• **REQUIREMENTS**: Find the line that contains "Each instance of the man's". Output it and every line after it to the end of the records, exactly as they appear.

• **GIVEN RECORDS**:
━━━━━━━━━━━━━━━━

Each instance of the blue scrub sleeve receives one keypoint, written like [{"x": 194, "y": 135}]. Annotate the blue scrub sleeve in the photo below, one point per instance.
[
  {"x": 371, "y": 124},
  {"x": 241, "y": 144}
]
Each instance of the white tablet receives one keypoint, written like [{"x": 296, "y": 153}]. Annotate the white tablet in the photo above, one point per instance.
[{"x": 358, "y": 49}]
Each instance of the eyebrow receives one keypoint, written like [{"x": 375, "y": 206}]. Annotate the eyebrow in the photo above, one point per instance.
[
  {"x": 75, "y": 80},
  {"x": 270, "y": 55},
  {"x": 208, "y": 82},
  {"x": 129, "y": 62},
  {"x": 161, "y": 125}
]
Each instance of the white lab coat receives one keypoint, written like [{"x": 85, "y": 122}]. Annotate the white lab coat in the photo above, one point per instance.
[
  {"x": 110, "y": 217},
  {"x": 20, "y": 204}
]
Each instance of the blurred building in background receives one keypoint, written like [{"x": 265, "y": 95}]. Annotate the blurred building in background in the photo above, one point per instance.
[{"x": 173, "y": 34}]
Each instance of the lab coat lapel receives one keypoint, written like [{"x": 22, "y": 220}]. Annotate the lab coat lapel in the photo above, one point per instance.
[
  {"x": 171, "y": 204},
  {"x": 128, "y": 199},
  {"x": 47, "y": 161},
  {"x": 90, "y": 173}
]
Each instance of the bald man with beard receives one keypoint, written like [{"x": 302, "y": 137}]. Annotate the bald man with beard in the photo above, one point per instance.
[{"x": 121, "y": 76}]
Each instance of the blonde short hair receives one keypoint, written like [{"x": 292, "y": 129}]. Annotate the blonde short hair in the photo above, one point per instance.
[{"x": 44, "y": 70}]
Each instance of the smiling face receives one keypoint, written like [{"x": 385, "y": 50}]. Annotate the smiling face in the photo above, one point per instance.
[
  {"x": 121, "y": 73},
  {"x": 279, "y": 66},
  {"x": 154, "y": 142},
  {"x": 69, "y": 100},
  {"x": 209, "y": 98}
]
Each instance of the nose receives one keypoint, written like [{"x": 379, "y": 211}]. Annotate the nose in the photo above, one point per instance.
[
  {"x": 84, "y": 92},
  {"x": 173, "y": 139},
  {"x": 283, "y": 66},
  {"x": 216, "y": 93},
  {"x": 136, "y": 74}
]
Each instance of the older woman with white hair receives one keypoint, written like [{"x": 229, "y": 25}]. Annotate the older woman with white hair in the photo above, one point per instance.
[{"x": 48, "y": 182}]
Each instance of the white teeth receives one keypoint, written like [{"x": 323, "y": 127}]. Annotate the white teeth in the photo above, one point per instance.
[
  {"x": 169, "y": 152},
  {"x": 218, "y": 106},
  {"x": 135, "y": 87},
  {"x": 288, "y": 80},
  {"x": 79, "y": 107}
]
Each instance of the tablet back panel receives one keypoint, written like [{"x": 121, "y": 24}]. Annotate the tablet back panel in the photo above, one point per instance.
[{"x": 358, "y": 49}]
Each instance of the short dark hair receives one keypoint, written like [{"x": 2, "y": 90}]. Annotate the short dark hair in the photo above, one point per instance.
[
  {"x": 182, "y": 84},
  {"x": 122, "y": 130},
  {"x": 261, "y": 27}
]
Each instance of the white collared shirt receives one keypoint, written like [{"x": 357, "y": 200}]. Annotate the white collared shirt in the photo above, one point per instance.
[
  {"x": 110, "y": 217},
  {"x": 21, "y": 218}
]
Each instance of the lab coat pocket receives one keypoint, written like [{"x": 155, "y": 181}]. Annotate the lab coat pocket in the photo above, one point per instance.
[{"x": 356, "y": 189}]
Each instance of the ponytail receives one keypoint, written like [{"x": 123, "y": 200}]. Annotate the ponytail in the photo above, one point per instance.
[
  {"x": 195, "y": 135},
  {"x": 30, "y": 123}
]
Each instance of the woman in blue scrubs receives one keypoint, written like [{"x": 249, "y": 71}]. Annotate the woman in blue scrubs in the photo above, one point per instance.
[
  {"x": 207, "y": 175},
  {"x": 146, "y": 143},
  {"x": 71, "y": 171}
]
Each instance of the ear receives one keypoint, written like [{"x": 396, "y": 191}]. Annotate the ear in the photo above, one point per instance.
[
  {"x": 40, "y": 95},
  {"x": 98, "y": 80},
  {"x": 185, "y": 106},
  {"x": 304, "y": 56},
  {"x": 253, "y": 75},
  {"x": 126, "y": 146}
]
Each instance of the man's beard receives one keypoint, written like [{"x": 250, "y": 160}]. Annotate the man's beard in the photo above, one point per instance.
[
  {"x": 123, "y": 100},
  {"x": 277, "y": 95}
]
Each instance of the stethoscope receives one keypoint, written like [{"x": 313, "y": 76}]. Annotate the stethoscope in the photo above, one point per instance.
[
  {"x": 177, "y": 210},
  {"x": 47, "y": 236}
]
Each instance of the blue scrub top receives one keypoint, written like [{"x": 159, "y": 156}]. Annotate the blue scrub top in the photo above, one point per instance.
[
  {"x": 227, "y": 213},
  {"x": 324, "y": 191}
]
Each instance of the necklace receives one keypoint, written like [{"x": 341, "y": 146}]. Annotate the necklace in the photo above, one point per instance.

━━━━━━━━━━━━━━━━

• **RESULT OF THE TASK**:
Each instance of the man's beard receives one keypoint, written like [{"x": 250, "y": 160}]. Annotate the man's beard in the photo above, one point per instance.
[
  {"x": 123, "y": 100},
  {"x": 277, "y": 95}
]
Each instance of the stethoscope receives one keypoint, written like [{"x": 313, "y": 76}]. Annotate the stethoscope in the photo above, one point per instance.
[
  {"x": 177, "y": 210},
  {"x": 47, "y": 236}
]
Each instance of the blue scrub top receives one keypoint, written like [{"x": 159, "y": 156}]. Annotate the blue scrub top in the photo above, one point per instance.
[
  {"x": 227, "y": 213},
  {"x": 324, "y": 191}
]
Each instance of the necklace receives one keypoint, written like [{"x": 341, "y": 146}]. Annotate the necklace in the photo above, one point per instance.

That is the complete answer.